begin LISTED ENTRIES

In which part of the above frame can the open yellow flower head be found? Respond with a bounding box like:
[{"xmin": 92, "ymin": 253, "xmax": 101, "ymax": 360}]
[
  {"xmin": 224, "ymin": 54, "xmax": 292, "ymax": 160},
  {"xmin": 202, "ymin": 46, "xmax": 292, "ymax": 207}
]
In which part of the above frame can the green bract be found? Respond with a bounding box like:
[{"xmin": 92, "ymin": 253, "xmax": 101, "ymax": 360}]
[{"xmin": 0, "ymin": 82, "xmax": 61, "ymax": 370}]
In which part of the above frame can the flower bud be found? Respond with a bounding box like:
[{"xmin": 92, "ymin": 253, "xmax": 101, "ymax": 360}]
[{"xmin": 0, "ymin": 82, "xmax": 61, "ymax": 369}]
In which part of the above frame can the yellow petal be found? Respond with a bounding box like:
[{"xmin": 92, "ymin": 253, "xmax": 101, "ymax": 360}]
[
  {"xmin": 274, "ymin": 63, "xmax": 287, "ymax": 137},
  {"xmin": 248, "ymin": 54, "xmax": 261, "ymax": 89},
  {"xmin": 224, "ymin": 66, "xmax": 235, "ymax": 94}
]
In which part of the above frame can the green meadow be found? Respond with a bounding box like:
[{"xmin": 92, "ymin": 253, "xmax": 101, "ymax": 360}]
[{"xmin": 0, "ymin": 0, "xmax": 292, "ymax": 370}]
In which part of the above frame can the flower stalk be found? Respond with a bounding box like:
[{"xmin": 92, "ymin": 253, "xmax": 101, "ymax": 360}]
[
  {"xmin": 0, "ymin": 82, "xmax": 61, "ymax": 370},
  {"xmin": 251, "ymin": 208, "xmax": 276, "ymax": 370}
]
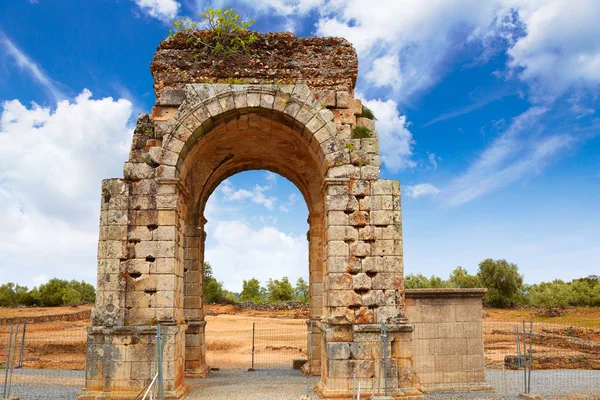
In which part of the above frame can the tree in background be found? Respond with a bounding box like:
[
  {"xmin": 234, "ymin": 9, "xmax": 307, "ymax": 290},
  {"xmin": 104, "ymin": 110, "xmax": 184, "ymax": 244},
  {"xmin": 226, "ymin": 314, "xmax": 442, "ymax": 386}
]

end LISTED ENTRIES

- _THE REQUEST_
Please repeat the entire listing above word for word, leaving out the pictures.

- _RESPONSE TO THIS EXERCISE_
In which part of the above frame can the open yellow flower head be found? Respond with a bounding box like:
[{"xmin": 92, "ymin": 253, "xmax": 101, "ymax": 360}]
[
  {"xmin": 224, "ymin": 54, "xmax": 292, "ymax": 160},
  {"xmin": 202, "ymin": 46, "xmax": 292, "ymax": 207}
]
In which part of the above frame can the green bract be found? Respond with a bounding box like:
[{"xmin": 92, "ymin": 253, "xmax": 101, "ymax": 360}]
[{"xmin": 0, "ymin": 82, "xmax": 61, "ymax": 370}]
In which part of the above frame can the flower bud be found? Respond with a bounding box like:
[{"xmin": 92, "ymin": 253, "xmax": 101, "ymax": 360}]
[{"xmin": 0, "ymin": 82, "xmax": 61, "ymax": 369}]
In which part of the above frame can the yellow petal be found? Respond with a bounding box like:
[{"xmin": 92, "ymin": 253, "xmax": 101, "ymax": 360}]
[
  {"xmin": 274, "ymin": 63, "xmax": 287, "ymax": 137},
  {"xmin": 248, "ymin": 54, "xmax": 261, "ymax": 89},
  {"xmin": 224, "ymin": 66, "xmax": 235, "ymax": 94}
]
In which part of the above frame can the green meadow be found? Respond with a bounding box like:
[{"xmin": 92, "ymin": 253, "xmax": 101, "ymax": 360}]
[{"xmin": 0, "ymin": 0, "xmax": 292, "ymax": 370}]
In which part of the above frame can the flower stalk be found? Respond with a bounding box like:
[{"xmin": 92, "ymin": 253, "xmax": 101, "ymax": 360}]
[
  {"xmin": 0, "ymin": 82, "xmax": 61, "ymax": 370},
  {"xmin": 251, "ymin": 208, "xmax": 276, "ymax": 370}
]
In which part of the above frame can the tree in background be found? Respond with a bounding box like:
[
  {"xmin": 234, "ymin": 9, "xmax": 307, "ymax": 290},
  {"xmin": 104, "ymin": 110, "xmax": 184, "ymax": 244},
  {"xmin": 226, "ymin": 314, "xmax": 442, "ymax": 386}
]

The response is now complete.